DOCUMENT SECTION
We continued towards Shymkent and the only border crossing for foreigners into Uzbekistan 60km south west of Tashkent. Getting out of Kazakhstan was a breeze, but getting into Uzbekistan was a nightmare! Since we had just boasted that we had done 65 borders and over 100 border crossings (if you include the Multi entry ones) with not much hassle (except Mozambique to Zimbabwe 5 hours) this one took us 24 Hours and included an overnight stop at customs. Reason: they demanded US$4000 cash to allow our truck into Uzbekistan! This was later reduced to US$400. The reason they gave was a new road tax for trucks over 9000KG, and as a Dutch registered truck Holland was on the list of countries to be charged. This was the new rule. We refused to pay so the waiting game started. As we always do we bring out the chairs, pull out the awning and get comfortable. They did not like this. We told them, “All you have to do is give us the stamp and we will be on our way, mate”. No luck so we made the bed at 10pm and went to sleep. Only to be woken at 2.30am by 11 Russian truck drivers who were angry that they could not get through because their trucks were bigger than ours. We decided to move so they could pass. the next morning the chief arrived; we had a chat (Russian-Dutch-Australian) and 7 hours later we entered Uzbekistan. Other issues are the daily registration and diesel shortage, so we were not getting a very good first impression. The standard answer from the customs agents is “You do the same to us when we enter the EU”. I suppose they are probably right too, but as it is all around the world, once you deal with the locals they are the friendliest people you can imagine.

WHAT YOU ARE ASKED TO DO
Reproduce the entire passage about crossing from Kazakhstan into Uzbekistan word for word.

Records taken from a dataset

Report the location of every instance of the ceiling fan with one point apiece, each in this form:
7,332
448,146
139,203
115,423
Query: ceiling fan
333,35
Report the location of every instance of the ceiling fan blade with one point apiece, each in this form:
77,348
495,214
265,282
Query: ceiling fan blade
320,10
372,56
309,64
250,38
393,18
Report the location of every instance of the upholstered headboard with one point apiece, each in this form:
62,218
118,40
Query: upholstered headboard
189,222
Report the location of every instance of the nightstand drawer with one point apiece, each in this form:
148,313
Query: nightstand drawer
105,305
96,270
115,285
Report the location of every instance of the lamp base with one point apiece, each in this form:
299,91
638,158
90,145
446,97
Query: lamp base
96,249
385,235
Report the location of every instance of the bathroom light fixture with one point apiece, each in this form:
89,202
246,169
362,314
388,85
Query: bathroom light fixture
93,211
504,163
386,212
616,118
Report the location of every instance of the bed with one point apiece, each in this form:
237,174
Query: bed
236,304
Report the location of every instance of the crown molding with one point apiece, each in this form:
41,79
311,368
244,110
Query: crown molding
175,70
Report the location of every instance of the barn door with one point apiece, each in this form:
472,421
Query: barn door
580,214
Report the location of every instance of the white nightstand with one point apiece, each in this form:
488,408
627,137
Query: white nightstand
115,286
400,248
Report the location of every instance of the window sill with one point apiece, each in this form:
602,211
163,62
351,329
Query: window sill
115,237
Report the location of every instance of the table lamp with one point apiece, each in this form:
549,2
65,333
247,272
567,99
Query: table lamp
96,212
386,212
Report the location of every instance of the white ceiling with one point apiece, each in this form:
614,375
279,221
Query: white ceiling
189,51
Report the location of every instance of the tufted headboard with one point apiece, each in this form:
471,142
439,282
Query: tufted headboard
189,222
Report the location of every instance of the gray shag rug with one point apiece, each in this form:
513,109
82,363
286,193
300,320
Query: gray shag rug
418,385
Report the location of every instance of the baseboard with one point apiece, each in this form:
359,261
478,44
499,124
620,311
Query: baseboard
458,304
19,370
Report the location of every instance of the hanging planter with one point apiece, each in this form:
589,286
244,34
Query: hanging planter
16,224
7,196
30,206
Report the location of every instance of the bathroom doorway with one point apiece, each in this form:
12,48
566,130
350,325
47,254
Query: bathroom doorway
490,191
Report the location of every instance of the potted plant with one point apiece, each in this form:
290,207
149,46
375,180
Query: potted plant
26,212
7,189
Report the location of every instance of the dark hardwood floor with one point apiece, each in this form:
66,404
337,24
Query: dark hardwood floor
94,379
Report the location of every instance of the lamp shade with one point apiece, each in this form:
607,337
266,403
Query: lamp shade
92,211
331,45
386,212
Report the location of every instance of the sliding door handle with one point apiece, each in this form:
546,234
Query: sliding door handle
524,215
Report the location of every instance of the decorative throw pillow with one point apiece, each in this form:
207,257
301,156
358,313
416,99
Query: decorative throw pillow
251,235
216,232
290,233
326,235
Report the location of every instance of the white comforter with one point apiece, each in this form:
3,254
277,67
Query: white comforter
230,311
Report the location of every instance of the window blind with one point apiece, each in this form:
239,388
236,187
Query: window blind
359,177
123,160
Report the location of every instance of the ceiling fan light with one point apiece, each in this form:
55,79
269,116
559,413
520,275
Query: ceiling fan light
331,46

REPLY
We continued towards Shymkent and the only border crossing for foreigners into Uzbekistan 60km south west of Tashkent. Getting out of Kazakhstan was a breeze, but getting into Uzbekistan was a nightmare! Since we had just boasted that we had done 65 borders and over 100 border crossings (if you include the Multi entry ones) with not much hassle (except Mozambique to Zimbabwe 5 hours) this one took us 24 Hours and included an overnight stop at customs. Reason: they demanded US$4000 cash to allow our truck into Uzbekistan! This was later reduced to US$400. The reason they gave was a new road tax for trucks over 9000KG, and as a Dutch registered truck Holland was on the list of countries to be charged. This was the new rule. We refused to pay so the waiting game started. As we always do we bring out the chairs, pull out the awning and get comfortable. They did not like this. We told them, “All you have to do is give us the stamp and we will be on our way, mate”. No luck so we made the bed at 10pm and went to sleep. Only to be woken at 2.30am by 11 Russian truck drivers who were angry that they could not get through because their trucks were bigger than ours. We decided to move so they could pass. the next morning the chief arrived; we had a chat (Russian-Dutch-Australian) and 7 hours later we entered Uzbekistan. Other issues are the daily registration and diesel shortage, so we were not getting a very good first impression. The standard answer from the customs agents is “You do the same to us when we enter the EU”. I suppose they are probably right too, but as it is all around the world, once you deal with the locals they are the friendliest people you can imagine.